:: Data to use ::

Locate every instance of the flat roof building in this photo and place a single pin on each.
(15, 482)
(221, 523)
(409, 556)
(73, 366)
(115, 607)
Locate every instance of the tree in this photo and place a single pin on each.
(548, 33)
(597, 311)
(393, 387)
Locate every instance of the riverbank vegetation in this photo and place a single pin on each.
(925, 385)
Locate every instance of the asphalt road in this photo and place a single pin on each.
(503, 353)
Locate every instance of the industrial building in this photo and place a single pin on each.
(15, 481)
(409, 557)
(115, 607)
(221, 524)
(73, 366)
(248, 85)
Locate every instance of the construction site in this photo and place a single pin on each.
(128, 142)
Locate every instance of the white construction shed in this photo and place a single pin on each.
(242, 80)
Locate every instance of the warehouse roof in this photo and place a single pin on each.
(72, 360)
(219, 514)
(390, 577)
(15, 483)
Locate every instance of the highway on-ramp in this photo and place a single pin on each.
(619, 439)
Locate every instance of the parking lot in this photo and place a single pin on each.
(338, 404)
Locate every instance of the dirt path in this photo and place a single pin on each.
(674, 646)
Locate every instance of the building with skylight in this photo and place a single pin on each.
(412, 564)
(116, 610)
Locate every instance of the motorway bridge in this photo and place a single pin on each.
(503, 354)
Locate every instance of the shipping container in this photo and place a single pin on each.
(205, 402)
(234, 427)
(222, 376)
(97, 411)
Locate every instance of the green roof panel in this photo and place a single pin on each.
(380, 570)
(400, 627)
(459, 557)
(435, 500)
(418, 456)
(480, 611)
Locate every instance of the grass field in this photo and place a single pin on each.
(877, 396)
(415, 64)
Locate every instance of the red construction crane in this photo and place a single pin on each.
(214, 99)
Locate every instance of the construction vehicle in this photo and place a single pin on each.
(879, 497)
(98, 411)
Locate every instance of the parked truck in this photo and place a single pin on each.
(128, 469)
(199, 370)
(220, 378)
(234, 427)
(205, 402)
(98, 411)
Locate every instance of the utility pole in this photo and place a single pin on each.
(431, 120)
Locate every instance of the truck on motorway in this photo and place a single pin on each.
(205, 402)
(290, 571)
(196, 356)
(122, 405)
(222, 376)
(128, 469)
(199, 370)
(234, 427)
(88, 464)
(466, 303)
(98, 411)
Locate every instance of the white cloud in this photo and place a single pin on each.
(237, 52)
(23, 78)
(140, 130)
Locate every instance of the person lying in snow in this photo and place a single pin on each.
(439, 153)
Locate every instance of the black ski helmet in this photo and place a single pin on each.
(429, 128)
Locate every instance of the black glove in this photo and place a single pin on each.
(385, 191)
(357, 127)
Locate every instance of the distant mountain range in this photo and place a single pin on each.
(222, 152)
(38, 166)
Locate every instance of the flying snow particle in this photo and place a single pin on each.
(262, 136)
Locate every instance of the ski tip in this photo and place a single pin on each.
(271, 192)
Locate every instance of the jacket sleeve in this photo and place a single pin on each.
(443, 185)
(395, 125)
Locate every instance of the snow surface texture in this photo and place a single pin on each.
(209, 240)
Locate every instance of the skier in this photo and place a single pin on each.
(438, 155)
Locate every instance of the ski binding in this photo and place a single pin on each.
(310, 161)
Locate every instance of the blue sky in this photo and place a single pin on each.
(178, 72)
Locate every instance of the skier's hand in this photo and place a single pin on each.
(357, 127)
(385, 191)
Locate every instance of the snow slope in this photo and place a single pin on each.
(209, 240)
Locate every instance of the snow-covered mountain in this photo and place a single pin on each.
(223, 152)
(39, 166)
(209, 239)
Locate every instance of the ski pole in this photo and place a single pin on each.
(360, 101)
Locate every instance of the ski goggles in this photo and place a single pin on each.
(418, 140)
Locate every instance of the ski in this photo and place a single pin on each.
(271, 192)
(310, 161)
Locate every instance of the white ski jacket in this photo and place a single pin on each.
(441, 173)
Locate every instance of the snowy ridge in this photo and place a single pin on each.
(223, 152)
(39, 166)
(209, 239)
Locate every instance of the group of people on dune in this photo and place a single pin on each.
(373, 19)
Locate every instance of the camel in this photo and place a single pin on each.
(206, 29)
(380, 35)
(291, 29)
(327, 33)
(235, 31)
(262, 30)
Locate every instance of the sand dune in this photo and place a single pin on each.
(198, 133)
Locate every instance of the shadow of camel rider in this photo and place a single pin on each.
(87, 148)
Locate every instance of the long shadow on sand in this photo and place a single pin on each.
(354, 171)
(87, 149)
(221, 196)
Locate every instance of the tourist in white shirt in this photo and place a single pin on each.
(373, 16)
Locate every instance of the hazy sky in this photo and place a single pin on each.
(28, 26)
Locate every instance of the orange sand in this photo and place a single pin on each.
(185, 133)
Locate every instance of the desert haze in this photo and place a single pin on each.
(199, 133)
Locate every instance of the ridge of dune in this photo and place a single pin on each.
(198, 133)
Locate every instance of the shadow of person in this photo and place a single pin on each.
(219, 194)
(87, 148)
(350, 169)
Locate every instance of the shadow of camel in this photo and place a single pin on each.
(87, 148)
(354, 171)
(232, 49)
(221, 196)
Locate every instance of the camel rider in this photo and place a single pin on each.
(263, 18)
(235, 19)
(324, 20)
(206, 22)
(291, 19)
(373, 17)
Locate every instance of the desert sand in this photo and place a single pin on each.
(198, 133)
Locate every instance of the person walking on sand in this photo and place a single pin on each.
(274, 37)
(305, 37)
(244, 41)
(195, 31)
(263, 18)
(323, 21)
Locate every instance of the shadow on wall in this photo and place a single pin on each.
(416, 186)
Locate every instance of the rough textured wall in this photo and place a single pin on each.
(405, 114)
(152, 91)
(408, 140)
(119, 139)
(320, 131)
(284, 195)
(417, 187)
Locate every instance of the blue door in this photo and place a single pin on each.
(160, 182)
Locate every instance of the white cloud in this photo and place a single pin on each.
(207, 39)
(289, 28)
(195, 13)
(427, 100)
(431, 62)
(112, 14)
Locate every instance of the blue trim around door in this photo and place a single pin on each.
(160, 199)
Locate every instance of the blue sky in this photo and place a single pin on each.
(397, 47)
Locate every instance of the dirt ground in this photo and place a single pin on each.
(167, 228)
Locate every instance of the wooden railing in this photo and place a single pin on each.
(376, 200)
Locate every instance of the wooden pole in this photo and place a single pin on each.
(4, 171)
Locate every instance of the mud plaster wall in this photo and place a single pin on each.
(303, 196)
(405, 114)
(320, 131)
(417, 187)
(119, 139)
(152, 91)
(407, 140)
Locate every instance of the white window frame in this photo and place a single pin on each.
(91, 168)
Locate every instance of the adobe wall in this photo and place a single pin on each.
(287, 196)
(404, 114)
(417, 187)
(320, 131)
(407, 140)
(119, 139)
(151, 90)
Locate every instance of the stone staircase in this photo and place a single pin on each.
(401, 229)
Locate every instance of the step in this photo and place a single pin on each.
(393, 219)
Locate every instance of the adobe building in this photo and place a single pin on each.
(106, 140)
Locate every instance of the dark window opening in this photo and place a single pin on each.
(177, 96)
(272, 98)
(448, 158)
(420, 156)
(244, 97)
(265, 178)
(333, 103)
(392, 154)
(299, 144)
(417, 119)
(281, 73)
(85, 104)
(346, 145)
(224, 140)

:: The problem ::
Each entry is to be given again, exactly as it stands.

:: Solution ::
Locate every instance of the flat roof building in this photo and place a single pin on each.
(15, 482)
(221, 523)
(409, 556)
(73, 366)
(115, 607)
Locate every instance of the tree in this photo and place a single pin on each.
(548, 33)
(597, 311)
(393, 387)
Locate every instance of the riverbank vegetation in this photo and place a single pin on each.
(925, 385)
Locate every instance of the asphalt road in this photo and place a single pin on each.
(503, 353)
Locate every instance of the industrial building in this photo and place a single pin on each.
(15, 481)
(409, 557)
(115, 607)
(221, 524)
(73, 366)
(248, 85)
Locate every instance of the construction site in this photo and place a single pin on each.
(128, 142)
Locate every instance of the white construction shed in this photo and place a single pin on each.
(242, 80)
Locate every instance of the warehouse roof in this photo and place a single pin on each.
(72, 360)
(219, 514)
(390, 577)
(15, 483)
Locate every instance of the highway on-ramp in this photo and place a single pin on each.
(619, 439)
Locate every instance of the parking lot in this photo and place a single pin on each.
(338, 404)
Locate every instance of the dirt path in this photo and place a single pin on each.
(674, 646)
Locate every instance of the building with skylight in this photo and place a single pin on each.
(412, 564)
(116, 610)
Locate every instance of the motorway bridge in this photo and place a single pin on each.
(503, 354)
Locate every instance of the shipping container in this photo and place a single pin on each.
(205, 402)
(234, 427)
(222, 376)
(97, 411)
Locate every instance of the green roof panel in this photo and place a single pin on each.
(380, 570)
(400, 627)
(459, 557)
(435, 500)
(418, 456)
(480, 611)
Locate every instance of the grass field in this photo and place a single pin on each.
(877, 396)
(415, 64)
Locate every instance of the red construction crane in this photo and place a single pin on each.
(214, 99)
Locate every instance of the construction vehicle in this photo and place a single pin on each.
(879, 497)
(98, 411)
Locate every instance of the parked truck in this photo and place a single pin on each.
(128, 469)
(199, 370)
(220, 378)
(234, 427)
(205, 402)
(98, 411)
Locate every instance of the utility pole in this photo and place a single pin on each.
(431, 120)
Locate every instance of the truck on motorway in this photo and place a single pin on each.
(205, 402)
(290, 571)
(196, 356)
(122, 405)
(222, 376)
(128, 469)
(199, 370)
(234, 427)
(88, 464)
(466, 303)
(98, 411)
Locate every instance of the white cloud in this photo and place a single pin on each.
(237, 52)
(23, 78)
(140, 130)
Locate every instance of the person lying in snow in this photo and place a single pin on each.
(439, 153)
Locate every instance of the black ski helmet in this photo and place a single pin on each.
(429, 128)
Locate every instance of the black glove in this photo and place a single pin on each.
(385, 191)
(357, 127)
Locate every instance of the distant mountain range in this photo and place a single pin on each.
(222, 152)
(38, 166)
Locate every instance of the flying snow particle in this photo and place a single pin on each.
(262, 136)
Locate every instance of the ski tip in this photo and place a single pin on each.
(271, 192)
Locate every instance of the jacket sleeve in this photo and place a single pin on each.
(443, 185)
(395, 125)
Locate every instance of the snow surface texture in this photo and place a single pin on each.
(209, 240)
Locate every instance of the skier in this photo and place a single pin on each.
(438, 155)
Locate every instance of the ski binding in this photo and place a single pin on each.
(310, 161)
Locate every instance of the blue sky in this photo and place a single pin on each.
(178, 72)
Locate every instance of the skier's hand in this photo and place a single pin on each.
(357, 127)
(385, 191)
Locate every instance of the snow slope in this photo and place a single pin on each.
(209, 240)
Locate every instance of the snow-covered mountain in this photo and place a single pin on each.
(223, 152)
(39, 166)
(209, 239)
Locate every instance of the ski pole in this photo and place a single pin on each.
(360, 101)
Locate every instance of the ski goggles in this photo and place a single pin on each.
(418, 140)
Locate every instance of the ski in this photo and place a single pin on each.
(271, 192)
(310, 161)
Locate every instance of the white ski jacket in this photo and place a single pin on each.
(441, 173)
Locate every instance of the snowy ridge in this photo and place a single pin on each.
(223, 152)
(39, 166)
(209, 239)
Locate every instance of the group of people on dune in this photo and place a single pin on each.
(373, 19)
Locate every instance of the camel in this photo and place a single pin on each.
(206, 29)
(380, 35)
(291, 29)
(327, 33)
(235, 31)
(262, 30)
Locate every instance of the sand dune in this photo and place a single pin on each.
(198, 133)
Locate every instance of the shadow of camel rider in this photo and place a single pin on each.
(87, 148)
Locate every instance of the long shadow on sand in this photo and place a single pin on each.
(354, 171)
(87, 149)
(221, 196)
Locate every instance of the tourist in white shirt in this photo and place a single pin on each.
(373, 16)
Locate every instance of the hazy sky in this photo and place a single pin on each.
(28, 26)
Locate every instance of the orange sand in this photo and place a single pin on each.
(185, 133)
Locate every instance of the desert haze in this photo and place a single pin on each.
(199, 133)
Locate every instance of the ridge of dune in this photo and place a single pin on each.
(198, 133)
Locate every instance of the shadow of person in this photo and place a single pin on each.
(219, 194)
(87, 148)
(350, 169)
Locate every instance of the shadow of camel in this photo and place a single pin on each.
(87, 148)
(354, 171)
(232, 49)
(221, 196)
Locate every instance of the camel rider in this photo and place a single pin on each.
(263, 18)
(235, 19)
(324, 20)
(206, 22)
(291, 19)
(373, 17)
Locate every instance of the desert sand in this photo and place a single pin on each.
(198, 133)
Locate every instance of the person walking on sand in this photo and place a single pin on each.
(274, 37)
(305, 37)
(244, 41)
(195, 31)
(263, 18)
(323, 21)
Locate every instance of the shadow on wall in this photo and place a single pin on each.
(416, 186)
Locate every instance of the rough textured wall in this photo and place a single pin on each.
(405, 114)
(152, 91)
(408, 140)
(119, 139)
(320, 131)
(284, 195)
(417, 187)
Locate every instance of the blue door in this photo and place a single pin on each.
(160, 182)
Locate every instance of the white cloud in this photo and place a single pin on each.
(207, 39)
(289, 28)
(195, 13)
(427, 100)
(431, 62)
(112, 14)
Locate every instance of the blue trim around door in this photo and place a single pin on each.
(160, 199)
Locate every instance of the blue sky in this photo and place a single pin on each.
(397, 47)
Locate every instance of the dirt ground in this photo and place a single pin on each.
(167, 228)
Locate every instance of the wooden railing in this photo and place a single pin on each.
(376, 200)
Locate every instance of the wooden pole in this photo and place a single pin on each.
(4, 171)
Locate every instance of the mud plaster wall in this photo and place a single pin on each.
(303, 196)
(405, 114)
(320, 131)
(417, 187)
(119, 139)
(152, 91)
(407, 140)
Locate every instance of the white window frame in this photo and place a single pin on each.
(91, 168)
Locate every instance of the adobe wall in this photo and place a single pin on each.
(287, 196)
(404, 114)
(417, 187)
(320, 131)
(407, 140)
(119, 139)
(151, 90)
Locate every instance of the stone staircase in this photo and place a single pin on each.
(401, 229)
Locate every instance of the step in this photo and place a single pin on each.
(393, 219)
Locate every instance of the adobe building in this photo and place a single pin on each.
(106, 140)
Locate every instance of the dark window opening in this photo and place a single pin on each.
(177, 96)
(272, 98)
(448, 158)
(420, 156)
(244, 97)
(265, 178)
(333, 103)
(392, 154)
(299, 144)
(417, 119)
(281, 73)
(85, 104)
(346, 145)
(224, 140)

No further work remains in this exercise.